● **What is asked**: Pull out each line of the data below that contains the string "beard" and copy those lines in full.

● **Input**:

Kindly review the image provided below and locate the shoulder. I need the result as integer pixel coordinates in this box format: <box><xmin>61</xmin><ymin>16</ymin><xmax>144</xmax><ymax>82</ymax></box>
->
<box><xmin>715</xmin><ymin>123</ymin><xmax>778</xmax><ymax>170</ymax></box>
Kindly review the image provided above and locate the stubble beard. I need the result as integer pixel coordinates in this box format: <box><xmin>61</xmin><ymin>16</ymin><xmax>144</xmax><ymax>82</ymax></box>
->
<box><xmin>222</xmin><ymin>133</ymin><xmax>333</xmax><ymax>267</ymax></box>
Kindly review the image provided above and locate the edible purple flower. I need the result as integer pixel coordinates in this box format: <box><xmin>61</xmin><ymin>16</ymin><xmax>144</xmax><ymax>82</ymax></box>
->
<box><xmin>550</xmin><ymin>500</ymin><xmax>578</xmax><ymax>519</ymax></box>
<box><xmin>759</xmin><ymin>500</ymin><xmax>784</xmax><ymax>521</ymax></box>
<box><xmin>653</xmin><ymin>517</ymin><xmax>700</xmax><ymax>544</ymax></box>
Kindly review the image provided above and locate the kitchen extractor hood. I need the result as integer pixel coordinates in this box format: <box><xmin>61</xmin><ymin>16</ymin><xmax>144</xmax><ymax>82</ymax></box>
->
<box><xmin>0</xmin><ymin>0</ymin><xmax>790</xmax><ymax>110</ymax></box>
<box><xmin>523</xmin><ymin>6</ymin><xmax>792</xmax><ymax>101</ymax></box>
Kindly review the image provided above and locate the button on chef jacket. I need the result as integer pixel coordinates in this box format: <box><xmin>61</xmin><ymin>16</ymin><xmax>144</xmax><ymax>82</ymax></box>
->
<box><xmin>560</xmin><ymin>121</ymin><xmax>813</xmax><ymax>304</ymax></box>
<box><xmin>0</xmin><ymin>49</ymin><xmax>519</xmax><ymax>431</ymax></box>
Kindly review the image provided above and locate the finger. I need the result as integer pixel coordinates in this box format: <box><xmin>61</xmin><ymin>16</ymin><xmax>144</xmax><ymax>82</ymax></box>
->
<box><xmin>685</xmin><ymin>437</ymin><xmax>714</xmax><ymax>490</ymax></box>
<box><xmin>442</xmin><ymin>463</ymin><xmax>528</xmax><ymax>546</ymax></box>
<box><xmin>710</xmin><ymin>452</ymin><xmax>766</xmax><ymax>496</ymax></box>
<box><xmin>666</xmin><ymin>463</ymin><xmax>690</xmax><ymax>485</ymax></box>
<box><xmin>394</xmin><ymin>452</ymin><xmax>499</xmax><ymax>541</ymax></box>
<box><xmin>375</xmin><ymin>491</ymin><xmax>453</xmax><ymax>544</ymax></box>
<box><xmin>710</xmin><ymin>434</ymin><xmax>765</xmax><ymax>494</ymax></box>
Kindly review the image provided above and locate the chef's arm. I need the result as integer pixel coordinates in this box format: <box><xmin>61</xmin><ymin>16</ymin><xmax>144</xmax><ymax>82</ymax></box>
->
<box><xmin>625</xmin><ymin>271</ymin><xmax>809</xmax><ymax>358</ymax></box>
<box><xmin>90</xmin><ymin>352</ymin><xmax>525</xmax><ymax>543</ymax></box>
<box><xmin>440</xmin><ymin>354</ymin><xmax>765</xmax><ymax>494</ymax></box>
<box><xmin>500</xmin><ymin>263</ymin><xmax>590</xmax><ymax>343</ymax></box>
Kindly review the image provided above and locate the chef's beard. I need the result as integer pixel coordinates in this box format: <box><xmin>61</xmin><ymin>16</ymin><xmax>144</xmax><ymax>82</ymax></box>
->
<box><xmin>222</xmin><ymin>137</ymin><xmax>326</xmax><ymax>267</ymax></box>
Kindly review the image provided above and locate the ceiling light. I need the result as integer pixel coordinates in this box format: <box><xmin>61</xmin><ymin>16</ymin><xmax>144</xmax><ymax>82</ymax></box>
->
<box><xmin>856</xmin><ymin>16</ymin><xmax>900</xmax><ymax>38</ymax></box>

● **Answer to this task**:
Kindly review the image provided above and locate the stubble beard. I need the result as integer pixel coordinates in this box format: <box><xmin>61</xmin><ymin>16</ymin><xmax>144</xmax><ymax>82</ymax></box>
Kindly review the image provided above and locate the chef's beard. I need the result as integer pixel coordinates in this box format: <box><xmin>61</xmin><ymin>16</ymin><xmax>144</xmax><ymax>82</ymax></box>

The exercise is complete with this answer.